- [REQUIRED TASK]:
Please output the lines shown below exactly as they appear.

- [ENTRIES SHOWN]:
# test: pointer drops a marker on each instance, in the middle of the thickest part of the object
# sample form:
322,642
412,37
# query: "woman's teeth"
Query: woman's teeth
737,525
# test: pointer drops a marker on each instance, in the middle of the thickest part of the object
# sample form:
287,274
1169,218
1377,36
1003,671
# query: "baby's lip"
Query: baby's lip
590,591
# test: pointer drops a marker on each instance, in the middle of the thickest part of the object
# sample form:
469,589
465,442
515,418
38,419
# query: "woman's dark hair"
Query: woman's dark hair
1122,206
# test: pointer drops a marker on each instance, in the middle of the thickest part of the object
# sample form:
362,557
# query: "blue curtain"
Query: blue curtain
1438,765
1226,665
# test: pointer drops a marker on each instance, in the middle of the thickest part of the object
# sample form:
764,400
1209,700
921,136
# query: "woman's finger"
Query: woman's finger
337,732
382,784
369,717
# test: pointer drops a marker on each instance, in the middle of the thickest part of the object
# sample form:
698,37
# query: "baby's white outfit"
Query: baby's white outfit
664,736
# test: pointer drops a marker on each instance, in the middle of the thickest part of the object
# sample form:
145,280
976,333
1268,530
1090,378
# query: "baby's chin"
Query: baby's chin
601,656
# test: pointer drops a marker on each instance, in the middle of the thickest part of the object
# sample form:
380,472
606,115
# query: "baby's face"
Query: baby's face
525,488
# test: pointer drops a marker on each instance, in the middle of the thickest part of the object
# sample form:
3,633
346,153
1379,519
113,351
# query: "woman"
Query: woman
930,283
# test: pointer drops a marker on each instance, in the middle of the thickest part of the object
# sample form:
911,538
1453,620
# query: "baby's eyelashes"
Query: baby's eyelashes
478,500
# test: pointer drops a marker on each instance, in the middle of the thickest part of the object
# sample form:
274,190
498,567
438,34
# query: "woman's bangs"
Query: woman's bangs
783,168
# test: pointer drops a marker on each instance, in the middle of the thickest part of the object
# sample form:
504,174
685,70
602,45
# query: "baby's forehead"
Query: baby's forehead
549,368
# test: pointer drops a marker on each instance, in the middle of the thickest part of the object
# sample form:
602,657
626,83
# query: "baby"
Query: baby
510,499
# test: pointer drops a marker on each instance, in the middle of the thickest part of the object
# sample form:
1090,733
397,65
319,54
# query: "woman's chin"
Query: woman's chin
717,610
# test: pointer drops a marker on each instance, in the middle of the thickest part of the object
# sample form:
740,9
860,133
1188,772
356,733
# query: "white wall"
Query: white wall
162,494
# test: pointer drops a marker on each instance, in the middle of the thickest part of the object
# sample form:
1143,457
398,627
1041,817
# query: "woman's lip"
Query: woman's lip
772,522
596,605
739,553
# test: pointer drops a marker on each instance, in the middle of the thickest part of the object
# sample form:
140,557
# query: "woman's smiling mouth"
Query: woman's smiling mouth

- [ANSWER TO THE TASK]:
# test: pointer drops a marker on each instance, in the middle of the thickest part of the object
# sample form:
322,642
412,37
# query: "woman's teeth"
Query: woman's teeth
737,525
# test: pointer drops a marker on each instance, in the middle of the thickest part of the object
# sample form:
287,274
1169,218
1377,36
1003,671
# query: "baby's lip"
Query: baby's lip
590,591
# test: pointer drops a marker on each instance, in the middle of the thickest part of the object
# sample form:
469,589
465,442
515,418
38,419
# query: "woman's dark hair"
Query: woman's dark hair
1122,206
# test: pointer drops a marker on each instance, in the middle of the thickest part of the object
# sample form:
362,557
# query: "blue curtain"
Query: blue curtain
1438,765
1226,665
# test: pointer drops a marker on each instance, in the middle of the thickest part of the object
# sample form:
764,400
1209,700
921,136
# query: "woman's finger"
Query: woman's finger
337,732
382,784
369,717
# test: pointer drops a marker on each instance, in the middle of the thickest part of the object
# sample form:
698,37
# query: "baby's white outfit"
Query: baby's white outfit
664,736
# test: pointer drops a marker on each instance, in the middle of the thickest part of the object
# sample form:
145,280
976,333
1268,530
1090,378
# query: "baby's chin"
Query: baby's chin
601,656
# test: pointer drops a marker on each instance, in the middle of the thickest part of the object
# sample form:
380,472
606,115
# query: "baby's face"
Query: baby's face
525,488
# test: pointer drops a marker on each instance, in the middle of the thickest part of the object
# sample form:
3,633
346,153
1379,519
113,351
# query: "woman"
Query: woman
930,283
# test: pointer drops a marker on each instance, in the middle of the thickest part of the object
# sample form:
911,538
1453,620
# query: "baby's eyelashes"
Query: baby's eyelashes
478,500
# test: pointer drops a marker on each instance, in the middle of the thickest part of the object
# sample form:
274,190
498,567
438,34
# query: "woman's bangs"
Query: woman's bangs
783,168
# test: pointer drops a marker on each instance, in the middle of the thickest part of the object
# sample form:
504,174
685,70
602,45
# query: "baby's forehead"
Query: baby's forehead
549,368
# test: pointer drops a marker on each instance, in the middle of the thickest part of the object
# sample form:
602,657
626,83
# query: "baby"
Query: baby
510,499
# test: pointer drops a marker on each instance, in the middle of the thickest part of the object
# sample form:
1090,733
397,65
319,54
# query: "woman's chin"
Query: woman's chin
717,610
# test: pointer drops a marker on each instance, in the middle of the thickest part of the object
# sample form:
740,9
860,133
1188,772
356,733
# query: "white wall"
Query: white wall
162,494
# test: pointer drops a marker on each instance, in the middle of the thickest part of the object
# sample form:
1143,457
398,627
1041,817
# query: "woman's lip"
Query: woman's lip
772,522
596,605
739,553
# test: pointer drops a marker on each instance, in the middle of the thickest part of the object
# sample form:
140,557
# query: "woman's smiling mouth"
Query: woman's smiling mouth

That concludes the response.